╭─ Auswahl

Mahmoud Charr, vielen auch als Manuel Charr bekannt, wurde 2017 Box-Weltmeister im Schwergewicht. Groß geworden ist Charr, der 1984 in Beirut geboren wurde, in dieser Siedlung. Im September war Charr für einen Videodreh unter dem Titel „Brennpunkt, Großfamilien, Ghettos“ hier. Bei einem Spaziergang durch die Siedlung berichtet Charr von den Spannungen, die das Zusammenleben der verschiedenen Gruppen vor Ort hatte, aber auch von dem großen Zusammenhalt in diesem abgelegenen Viertel.
Kapteinat nickt zustimmend. „Einige leben hier schon in der vierten Generation. Immer wieder ziehen Menschen zurück an die Katernberger, die zwischenzeitlich in andere Stadtteile gezogen waren. Die Abgeschiedenheit, sie hat auch etwas Familiäres“, sagt der 53-Jährige.

╰─
╭─ Datensatzeinträge

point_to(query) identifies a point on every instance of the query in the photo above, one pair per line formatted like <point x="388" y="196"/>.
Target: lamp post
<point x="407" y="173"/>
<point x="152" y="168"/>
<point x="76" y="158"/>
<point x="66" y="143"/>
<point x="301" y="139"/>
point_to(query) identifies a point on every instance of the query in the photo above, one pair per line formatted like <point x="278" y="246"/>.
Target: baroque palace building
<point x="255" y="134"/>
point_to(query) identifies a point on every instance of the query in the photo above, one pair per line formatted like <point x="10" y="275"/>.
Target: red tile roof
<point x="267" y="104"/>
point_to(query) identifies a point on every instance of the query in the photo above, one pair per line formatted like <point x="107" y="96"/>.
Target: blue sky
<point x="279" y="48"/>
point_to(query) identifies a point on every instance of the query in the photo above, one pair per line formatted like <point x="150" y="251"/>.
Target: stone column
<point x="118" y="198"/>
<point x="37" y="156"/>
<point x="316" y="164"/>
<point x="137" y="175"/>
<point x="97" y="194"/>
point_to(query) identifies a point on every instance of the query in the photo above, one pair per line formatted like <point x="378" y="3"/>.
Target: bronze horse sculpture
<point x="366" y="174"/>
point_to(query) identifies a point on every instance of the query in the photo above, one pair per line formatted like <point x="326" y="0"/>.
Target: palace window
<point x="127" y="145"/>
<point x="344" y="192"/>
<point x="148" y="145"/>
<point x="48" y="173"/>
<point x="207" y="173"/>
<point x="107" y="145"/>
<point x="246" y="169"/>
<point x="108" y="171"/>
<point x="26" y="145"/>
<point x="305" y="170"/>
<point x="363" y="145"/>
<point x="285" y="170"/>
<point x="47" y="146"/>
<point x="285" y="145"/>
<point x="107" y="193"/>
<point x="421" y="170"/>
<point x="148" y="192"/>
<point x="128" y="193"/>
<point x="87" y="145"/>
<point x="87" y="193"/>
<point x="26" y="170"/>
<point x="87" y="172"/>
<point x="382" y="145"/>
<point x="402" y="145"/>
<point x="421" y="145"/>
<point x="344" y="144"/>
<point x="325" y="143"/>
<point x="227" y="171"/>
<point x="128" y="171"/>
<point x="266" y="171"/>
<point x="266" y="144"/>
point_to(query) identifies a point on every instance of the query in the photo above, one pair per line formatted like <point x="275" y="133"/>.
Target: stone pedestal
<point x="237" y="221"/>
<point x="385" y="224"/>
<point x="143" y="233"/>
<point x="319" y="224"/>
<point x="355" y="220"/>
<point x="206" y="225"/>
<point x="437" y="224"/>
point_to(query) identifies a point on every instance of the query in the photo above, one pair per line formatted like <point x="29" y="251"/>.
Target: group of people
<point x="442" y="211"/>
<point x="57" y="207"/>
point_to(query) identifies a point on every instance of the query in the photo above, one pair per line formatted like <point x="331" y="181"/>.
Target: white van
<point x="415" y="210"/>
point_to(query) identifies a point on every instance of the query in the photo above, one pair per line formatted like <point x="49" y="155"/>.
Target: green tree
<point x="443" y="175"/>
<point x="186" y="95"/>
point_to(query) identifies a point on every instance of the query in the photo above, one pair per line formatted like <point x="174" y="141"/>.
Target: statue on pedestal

╰─

| Aufgaben |
1/ In welchem Jahr wurde Mahmoud Charr laut der Auswahl Box-Weltmeister im Schwergewicht?
2/ Bitte gib den Abschnitt der Auswahl wörtlich wieder, der mit den Worten „Mahmoud Charr, vielen“ beginnt und mit „diesem abgelegenen Viertel.“ endet.
Die Einträge spielen hierfür keine Rolle.

| Antworten |
1/ Im Jahr 2017.

2/
Mahmoud Charr, vielen auch als Manuel Charr bekannt, wurde 2017 Box-Weltmeister im Schwergewicht. Groß geworden ist Charr, der 1984 in Beirut geboren wurde, in dieser Siedlung. Im September war Charr für einen Videodreh unter dem Titel „Brennpunkt, Großfamilien, Ghettos“ hier. Bei einem Spaziergang durch die Siedlung berichtet Charr von den Spannungen, die das Zusammenleben der verschiedenen Gruppen vor Ort hatte, aber auch von dem großen Zusammenhalt in diesem abgelegenen Viertel.